* **To do**: Rewrite the data from the line with "Detect boy's sandal." up to and including the line with "674;291;730;365", putting "Follow the format" wherever "Use the format" occurs and leaving everything else as it is.

* **Extracted data**:
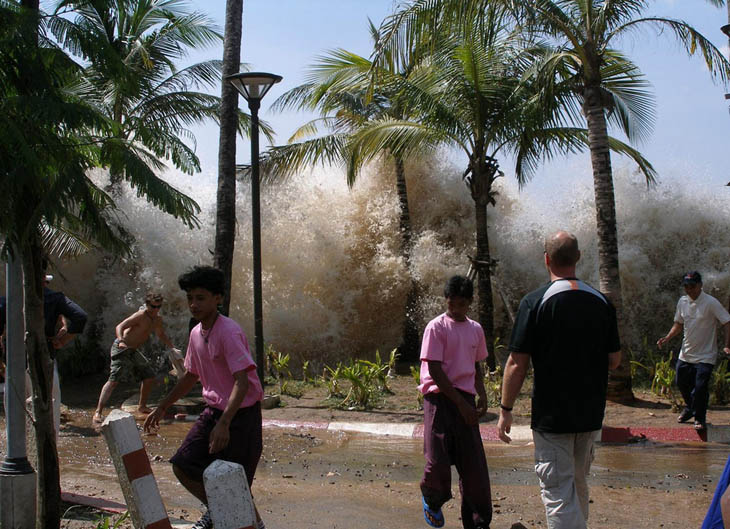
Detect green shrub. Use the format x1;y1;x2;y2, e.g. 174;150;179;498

==

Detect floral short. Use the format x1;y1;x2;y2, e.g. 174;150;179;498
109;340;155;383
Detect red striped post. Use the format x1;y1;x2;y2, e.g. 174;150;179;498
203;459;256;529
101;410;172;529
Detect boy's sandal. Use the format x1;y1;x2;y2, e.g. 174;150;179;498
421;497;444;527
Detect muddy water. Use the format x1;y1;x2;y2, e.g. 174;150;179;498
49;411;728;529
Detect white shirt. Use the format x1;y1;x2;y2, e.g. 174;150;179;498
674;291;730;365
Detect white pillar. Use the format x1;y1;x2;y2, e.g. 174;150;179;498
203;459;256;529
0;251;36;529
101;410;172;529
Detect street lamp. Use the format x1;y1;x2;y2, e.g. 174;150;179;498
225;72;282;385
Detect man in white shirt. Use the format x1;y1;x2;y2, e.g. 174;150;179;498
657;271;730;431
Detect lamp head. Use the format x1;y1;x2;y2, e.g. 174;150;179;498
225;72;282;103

---

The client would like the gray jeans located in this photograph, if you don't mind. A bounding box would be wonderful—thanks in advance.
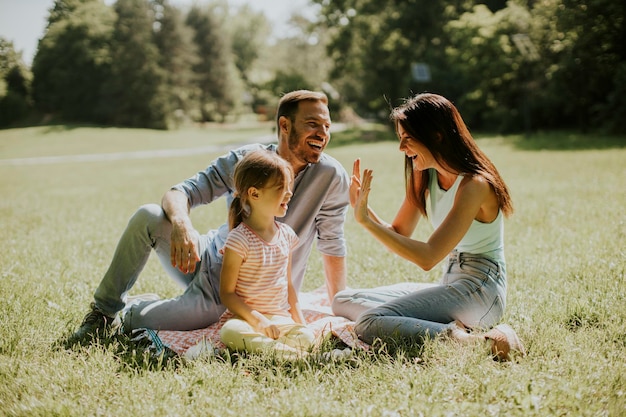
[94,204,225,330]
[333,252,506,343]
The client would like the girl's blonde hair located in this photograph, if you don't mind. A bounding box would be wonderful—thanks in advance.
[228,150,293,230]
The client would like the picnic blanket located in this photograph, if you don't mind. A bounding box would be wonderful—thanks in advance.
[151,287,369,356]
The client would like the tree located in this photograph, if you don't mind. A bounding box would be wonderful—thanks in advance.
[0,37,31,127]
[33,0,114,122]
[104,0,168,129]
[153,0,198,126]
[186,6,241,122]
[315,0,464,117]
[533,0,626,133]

* **Solution**:
Detect boy's sandal. Follow the format x1;y1;x2;y2, e.g. 174;150;179;498
421;497;444;527
Detect muddy water. Follow the format x1;y1;x2;y2, e.g. 174;150;179;498
49;411;728;529
Detect white shirt. Follow the format x1;y1;x2;y2, e.g. 174;150;179;498
674;291;730;365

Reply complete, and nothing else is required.